▶ _How to complete this task_
What lines of the data below hold the string "positive"? Copy each one.

Start of Records for processing

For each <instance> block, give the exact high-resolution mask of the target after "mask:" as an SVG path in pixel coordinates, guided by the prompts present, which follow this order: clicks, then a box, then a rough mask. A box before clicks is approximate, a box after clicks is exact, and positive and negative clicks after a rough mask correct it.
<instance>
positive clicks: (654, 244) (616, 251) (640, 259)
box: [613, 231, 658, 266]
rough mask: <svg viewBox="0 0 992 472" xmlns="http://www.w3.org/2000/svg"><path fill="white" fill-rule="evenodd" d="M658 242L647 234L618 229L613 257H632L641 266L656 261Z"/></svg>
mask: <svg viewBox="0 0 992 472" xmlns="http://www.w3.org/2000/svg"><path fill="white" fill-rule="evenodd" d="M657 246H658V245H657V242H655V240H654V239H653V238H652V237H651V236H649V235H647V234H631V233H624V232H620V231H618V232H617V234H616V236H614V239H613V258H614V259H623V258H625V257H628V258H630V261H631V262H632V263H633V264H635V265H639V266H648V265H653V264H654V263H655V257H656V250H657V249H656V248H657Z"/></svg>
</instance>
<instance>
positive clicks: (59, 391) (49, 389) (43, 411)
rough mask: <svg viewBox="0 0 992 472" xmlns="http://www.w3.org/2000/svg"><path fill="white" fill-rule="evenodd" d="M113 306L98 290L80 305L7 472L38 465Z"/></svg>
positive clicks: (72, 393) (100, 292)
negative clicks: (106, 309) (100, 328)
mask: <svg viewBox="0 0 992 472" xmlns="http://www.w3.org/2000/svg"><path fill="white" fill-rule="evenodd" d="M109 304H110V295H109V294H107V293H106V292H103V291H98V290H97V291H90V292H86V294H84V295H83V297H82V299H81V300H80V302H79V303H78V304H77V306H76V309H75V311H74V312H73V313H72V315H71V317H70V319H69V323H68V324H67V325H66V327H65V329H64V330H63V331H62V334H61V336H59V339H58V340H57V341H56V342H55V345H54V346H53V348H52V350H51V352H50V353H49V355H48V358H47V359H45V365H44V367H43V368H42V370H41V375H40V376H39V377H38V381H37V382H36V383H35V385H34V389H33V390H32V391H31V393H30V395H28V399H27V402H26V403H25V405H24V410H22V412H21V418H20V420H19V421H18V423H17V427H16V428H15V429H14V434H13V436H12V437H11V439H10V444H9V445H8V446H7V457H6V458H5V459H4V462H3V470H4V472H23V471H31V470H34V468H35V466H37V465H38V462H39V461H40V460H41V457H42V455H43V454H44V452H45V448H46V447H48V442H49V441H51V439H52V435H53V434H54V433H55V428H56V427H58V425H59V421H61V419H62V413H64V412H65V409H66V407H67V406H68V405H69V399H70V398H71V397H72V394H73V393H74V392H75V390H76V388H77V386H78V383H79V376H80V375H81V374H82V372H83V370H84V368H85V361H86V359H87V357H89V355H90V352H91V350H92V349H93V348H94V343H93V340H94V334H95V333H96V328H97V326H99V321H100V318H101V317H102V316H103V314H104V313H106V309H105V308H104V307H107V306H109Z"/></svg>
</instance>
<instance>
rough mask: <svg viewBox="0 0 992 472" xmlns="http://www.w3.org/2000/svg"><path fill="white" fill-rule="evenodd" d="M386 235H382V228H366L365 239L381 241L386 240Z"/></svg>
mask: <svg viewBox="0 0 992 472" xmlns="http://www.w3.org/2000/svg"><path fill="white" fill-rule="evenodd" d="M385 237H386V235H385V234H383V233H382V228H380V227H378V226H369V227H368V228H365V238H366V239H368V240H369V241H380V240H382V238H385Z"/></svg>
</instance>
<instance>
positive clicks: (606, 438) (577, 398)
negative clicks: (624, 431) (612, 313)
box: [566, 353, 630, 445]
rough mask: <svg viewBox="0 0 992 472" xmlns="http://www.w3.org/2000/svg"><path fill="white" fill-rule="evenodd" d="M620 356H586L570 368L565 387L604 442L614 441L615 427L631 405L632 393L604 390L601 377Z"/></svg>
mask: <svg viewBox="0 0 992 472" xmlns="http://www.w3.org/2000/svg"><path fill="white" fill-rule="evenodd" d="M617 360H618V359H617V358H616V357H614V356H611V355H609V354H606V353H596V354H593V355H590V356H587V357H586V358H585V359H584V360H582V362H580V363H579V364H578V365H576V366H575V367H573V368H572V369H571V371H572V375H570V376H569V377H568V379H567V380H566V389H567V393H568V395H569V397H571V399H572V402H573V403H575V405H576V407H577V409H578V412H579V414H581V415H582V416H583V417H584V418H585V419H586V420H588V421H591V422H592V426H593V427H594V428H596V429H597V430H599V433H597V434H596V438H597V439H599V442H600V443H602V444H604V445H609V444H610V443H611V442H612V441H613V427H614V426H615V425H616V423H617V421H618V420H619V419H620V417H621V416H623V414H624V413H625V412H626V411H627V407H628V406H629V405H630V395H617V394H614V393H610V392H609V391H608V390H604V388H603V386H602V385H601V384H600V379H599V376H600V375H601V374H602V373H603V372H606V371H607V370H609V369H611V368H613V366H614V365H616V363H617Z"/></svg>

End of Records for processing

▶ _Finished exercise_
For each <instance> block, give the exact high-resolution mask of the target after "mask:" as an SVG path in pixel coordinates, guided by the prompts present, which follow this order: clicks, then a box, then a rough mask. A box before clicks is approximate, a box after clicks is exact, and positive and negative clicks after a rough mask correct it.
positive clicks: (654, 244) (616, 251) (640, 259)
positive clicks: (59, 391) (49, 389) (43, 411)
positive clicks: (72, 393) (100, 292)
positive clicks: (606, 438) (577, 398)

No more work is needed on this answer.